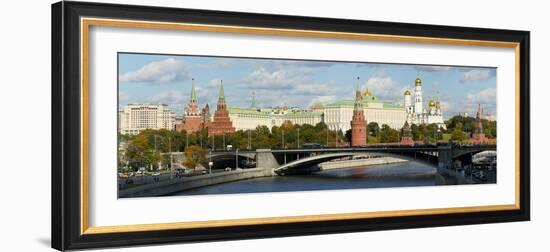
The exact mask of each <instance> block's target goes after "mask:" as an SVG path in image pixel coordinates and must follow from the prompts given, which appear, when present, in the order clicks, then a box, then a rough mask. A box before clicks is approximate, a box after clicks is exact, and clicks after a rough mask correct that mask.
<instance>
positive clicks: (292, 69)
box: [243, 67, 310, 89]
mask: <svg viewBox="0 0 550 252" xmlns="http://www.w3.org/2000/svg"><path fill="white" fill-rule="evenodd" d="M309 80H310V78H309V76H308V74H307V72H304V71H302V70H300V69H276V70H268V69H267V68H265V67H260V68H257V69H256V70H254V71H253V72H251V73H249V74H248V75H247V76H246V77H244V79H243V83H244V84H245V86H246V87H248V88H254V89H287V88H291V87H293V86H297V85H300V84H303V83H304V82H308V81H309Z"/></svg>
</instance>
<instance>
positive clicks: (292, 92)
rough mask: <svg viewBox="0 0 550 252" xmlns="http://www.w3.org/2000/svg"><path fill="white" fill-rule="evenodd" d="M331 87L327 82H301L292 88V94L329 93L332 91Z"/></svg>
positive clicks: (290, 91)
mask: <svg viewBox="0 0 550 252" xmlns="http://www.w3.org/2000/svg"><path fill="white" fill-rule="evenodd" d="M331 91H332V90H331V88H329V87H328V86H327V85H325V84H300V85H298V86H295V87H294V88H293V89H292V90H290V93H291V94H300V95H321V96H324V95H328V94H330V93H331Z"/></svg>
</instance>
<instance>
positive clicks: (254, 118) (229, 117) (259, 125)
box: [227, 107, 323, 130]
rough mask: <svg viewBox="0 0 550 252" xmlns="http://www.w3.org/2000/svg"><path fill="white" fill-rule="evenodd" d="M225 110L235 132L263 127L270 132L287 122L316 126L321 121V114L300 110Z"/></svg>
mask: <svg viewBox="0 0 550 252" xmlns="http://www.w3.org/2000/svg"><path fill="white" fill-rule="evenodd" d="M227 110H228V111H229V118H231V122H232V123H233V127H235V129H236V130H254V129H256V127H258V126H264V125H265V126H267V127H268V128H269V129H270V130H271V127H273V126H281V125H282V124H283V123H284V122H287V121H288V122H290V123H292V124H299V125H301V124H310V125H316V124H318V123H320V122H322V121H323V115H322V113H319V112H314V111H311V110H307V109H300V108H254V107H250V108H240V107H228V108H227Z"/></svg>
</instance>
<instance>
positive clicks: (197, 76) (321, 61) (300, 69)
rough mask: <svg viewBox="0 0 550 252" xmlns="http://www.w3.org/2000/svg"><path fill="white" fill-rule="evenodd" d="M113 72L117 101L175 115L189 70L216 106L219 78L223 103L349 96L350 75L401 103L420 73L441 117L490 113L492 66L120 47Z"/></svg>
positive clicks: (495, 111)
mask: <svg viewBox="0 0 550 252" xmlns="http://www.w3.org/2000/svg"><path fill="white" fill-rule="evenodd" d="M118 74H119V108H122V107H123V106H124V105H126V104H129V103H164V104H167V105H168V106H169V107H170V108H171V109H172V110H173V111H175V112H176V113H177V114H178V115H180V114H181V113H182V112H183V108H184V106H185V104H186V103H187V102H188V101H189V96H190V92H191V83H192V81H191V79H192V78H194V79H195V85H196V91H197V98H198V102H199V104H201V107H202V106H203V105H204V104H206V103H208V104H209V105H210V107H211V108H212V107H214V108H215V104H216V101H217V98H218V90H219V85H220V80H223V83H224V87H225V96H226V99H227V103H228V105H229V106H239V107H249V106H250V104H251V101H252V94H253V93H254V94H255V98H256V104H257V106H258V107H276V106H289V107H301V108H308V107H310V106H311V105H313V104H314V103H323V104H326V103H330V102H335V101H338V100H343V99H346V100H352V99H353V97H354V90H355V89H356V87H357V84H358V82H357V79H356V78H357V77H360V83H361V88H362V90H363V91H364V89H365V88H367V87H368V89H369V91H370V92H371V93H372V94H373V95H374V96H376V97H377V98H378V99H379V100H383V101H386V102H390V103H399V104H402V103H403V92H404V91H405V90H406V89H408V90H410V91H412V90H413V89H414V80H415V79H416V77H417V76H419V77H420V78H421V79H422V84H423V91H424V102H425V103H427V102H428V101H429V100H430V99H435V98H439V99H440V101H441V107H442V110H443V112H444V116H445V118H449V117H452V116H454V115H456V114H458V113H468V114H469V115H471V116H474V115H475V111H476V108H477V104H478V103H480V104H481V105H482V107H483V108H484V111H485V113H488V114H490V115H491V117H492V118H490V119H496V68H485V67H457V66H428V65H405V64H382V63H356V62H333V61H304V60H279V59H256V58H230V57H210V56H178V55H152V54H133V53H120V54H119V69H118ZM213 105H214V106H213Z"/></svg>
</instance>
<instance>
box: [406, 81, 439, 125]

▸ What to work on: Only an exact copy is wanted: the lines from the opening of the material through the line that has "positive clicks: (292, 92)", minus any pictures.

▸ Final answer:
The exact mask of each <instance> block's target goes after "mask:" as an SVG path in image pixel coordinates and must follow from the prompts given, which appear, when present, in the order clicks, then a box, then a rough mask. A box before clicks is approximate, a box after clicks is exact, and clicks after a rough mask correct that mask.
<instance>
positive clicks: (292, 69)
box: [243, 67, 310, 89]
mask: <svg viewBox="0 0 550 252" xmlns="http://www.w3.org/2000/svg"><path fill="white" fill-rule="evenodd" d="M309 80H310V78H309V76H308V74H307V72H304V71H302V70H300V69H276V70H268V69H267V68H265V67H260V68H257V69H256V70H254V71H253V72H251V73H249V74H248V75H247V76H246V77H244V79H243V83H244V84H245V86H246V87H248V88H254V89H287V88H291V87H293V86H297V85H300V84H303V83H304V82H308V81H309Z"/></svg>
</instance>
<instance>
positive clicks: (292, 92)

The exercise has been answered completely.